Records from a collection
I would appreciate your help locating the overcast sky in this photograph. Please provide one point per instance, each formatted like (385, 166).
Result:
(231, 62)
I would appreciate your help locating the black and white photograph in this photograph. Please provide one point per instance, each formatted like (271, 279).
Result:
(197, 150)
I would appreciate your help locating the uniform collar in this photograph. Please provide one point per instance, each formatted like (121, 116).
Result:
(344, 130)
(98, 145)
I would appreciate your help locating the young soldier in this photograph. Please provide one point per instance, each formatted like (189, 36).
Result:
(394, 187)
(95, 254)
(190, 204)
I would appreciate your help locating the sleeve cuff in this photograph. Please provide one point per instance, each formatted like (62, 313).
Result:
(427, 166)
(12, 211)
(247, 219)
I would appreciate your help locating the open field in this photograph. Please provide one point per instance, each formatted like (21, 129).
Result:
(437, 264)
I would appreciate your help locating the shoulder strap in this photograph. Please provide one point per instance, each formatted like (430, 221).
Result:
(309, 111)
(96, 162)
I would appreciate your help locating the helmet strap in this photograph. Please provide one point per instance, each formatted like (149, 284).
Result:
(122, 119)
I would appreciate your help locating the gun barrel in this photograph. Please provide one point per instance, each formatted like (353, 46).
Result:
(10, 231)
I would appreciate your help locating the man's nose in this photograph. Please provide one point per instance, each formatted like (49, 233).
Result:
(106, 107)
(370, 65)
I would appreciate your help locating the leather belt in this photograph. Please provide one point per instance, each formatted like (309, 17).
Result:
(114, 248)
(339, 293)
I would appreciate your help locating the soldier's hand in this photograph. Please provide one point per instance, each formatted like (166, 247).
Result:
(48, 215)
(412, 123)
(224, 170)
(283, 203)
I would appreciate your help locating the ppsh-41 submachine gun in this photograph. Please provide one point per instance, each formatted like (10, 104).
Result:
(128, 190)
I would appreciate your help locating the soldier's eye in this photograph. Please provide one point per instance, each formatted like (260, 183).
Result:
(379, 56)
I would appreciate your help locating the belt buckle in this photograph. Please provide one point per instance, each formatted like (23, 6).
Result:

### [Instruction]
Type out the whole listing above again, exactly as it stands.

### [Finished answer]
I would appreciate your help locating the overcast sky in this photograph. Please provide one point per instance, each formatted like (385, 166).
Result:
(231, 62)
I would appreciate your help locating the black and white photograph in this photograph. Please provide one point per instance, each formatted like (271, 279).
Result:
(197, 150)
I would appreciate your help locating the uniform collar in this photograph. Please provide one point per instance, each formatted like (121, 116).
Result:
(344, 130)
(98, 145)
I would appreciate your help locating the young soldier in this photograph. Please provide one point per instance, each formatted like (189, 36).
Result:
(394, 187)
(95, 254)
(190, 204)
I would appreciate your help locating the sleeve cuff in this photograph. Please provide one point per instance, each formatted like (62, 313).
Result:
(427, 166)
(12, 211)
(247, 219)
I would appreciate your help locating the open field in this photograph. Please provide one point per instance, each formatted like (21, 129).
Result:
(437, 264)
I would appreciate your help locating the shoulder strap in this photograph. Please provide one point per instance, each formatted like (430, 221).
Result:
(309, 111)
(96, 162)
I would appreciate your help locating the helmet strap in this photograph. Please provide one point per instance, each formatted like (149, 284).
Result:
(122, 119)
I would appreciate your help locating the gun barrel in this photograph. Please provide one point per instance, each formatted like (353, 46).
Result:
(10, 231)
I would appreciate your help locating the man's nose in this photograph. Please provide one point per instance, each formatted like (49, 233).
Result:
(106, 107)
(370, 65)
I would appreciate your help locating the leather belt in this photograph. Please provide one point per instance, each formatted like (309, 17).
Result:
(114, 248)
(339, 293)
I would appreciate your help locating the soldier's hand in this photograph. Please provide one point per instance, each formatted like (166, 247).
Result:
(48, 215)
(412, 123)
(224, 170)
(283, 203)
I would appreciate your help locating the ppsh-41 submachine gun in this photograph. Please provide one point per instance, each formatted like (10, 104).
Result:
(128, 190)
I would appreciate your help locating the soldier's eye in this photograph. Please provide one point per instance, each formatted like (260, 183).
Result:
(379, 56)
I would appreciate your help locating the belt buckle in this photograph. Please provide one point per instance, each formatted like (23, 6).
Result:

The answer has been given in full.